A parametric family of probability distributions.
Linear form \(\beta^T X\) and mean response \(\theta\) are linked.
Link function has a closed form and is invertible.
Solve nonlinear optimization problem for \(\hat{\beta}\).
12/02/2018
A parametric family of probability distributions.
Linear form \(\beta^T X\) and mean response \(\theta\) are linked.
Link function has a closed form and is invertible.
Solve nonlinear optimization problem for \(\hat{\beta}\).
An exponential family is a family of probability density functions.
The density functions have the form \[p(y|\theta) = h(y)\exp\left\lbrace g(\theta)^{T}\phi(y)-\tilde{A}(\theta)\right\rbrace,\] where \(h(y)\) is the ancillary statistic, \(\tilde{A}(\theta)\) is a normalizer \[\exp\{\tilde{A}(\theta)\}=\int_{\Omega}h(y)\exp\left\lbrace g(\theta)^{T}\phi(y)\right\rbrace dy\] \(\phi(y)\) is the sufficient statistic such that conditioning on \(\phi(y)\), \(\theta\) is independent of \(Y\), or \(\theta\) and \(Y \mid\phi(y)\) are independent.
All GLM distributions are in (a subset of) the exponential family.
The canonical exponential family:\[ p(y|\eta)=h(y)\exp(\eta^{T}\phi(y)-A(\eta))= \frac{h(y) \exp(\eta^{T}\phi(y))}{\int h(y)\exp\left\lbrace \eta^{T}\phi(y)\right\rbrace dy}.\] where \(\exp\{A(\eta)\}=\int h(y)\exp\left\lbrace \eta^{T}\phi(y)\right\rbrace dy.\)

● **Dataset content**:
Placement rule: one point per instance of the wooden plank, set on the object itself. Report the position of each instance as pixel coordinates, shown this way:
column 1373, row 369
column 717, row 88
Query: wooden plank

● **Requirements**: Transcribe the passage of the exponential family notes above, starting at "The density functions" and ending at "the exponential family.".

● **Problem solution**:
The density functions have the form \[p(y|\theta) = h(y)\exp\left\lbrace g(\theta)^{T}\phi(y)-\tilde{A}(\theta)\right\rbrace,\] where \(h(y)\) is the ancillary statistic, \(\tilde{A}(\theta)\) is a normalizer \[\exp\{\tilde{A}(\theta)\}=\int_{\Omega}h(y)\exp\left\lbrace g(\theta)^{T}\phi(y)\right\rbrace dy\] \(\phi(y)\) is the sufficient statistic such that conditioning on \(\phi(y)\), \(\theta\) is independent of \(Y\), or \(\theta\) and \(Y \mid\phi(y)\) are independent.
All GLM distributions are in (a subset of) the exponential family.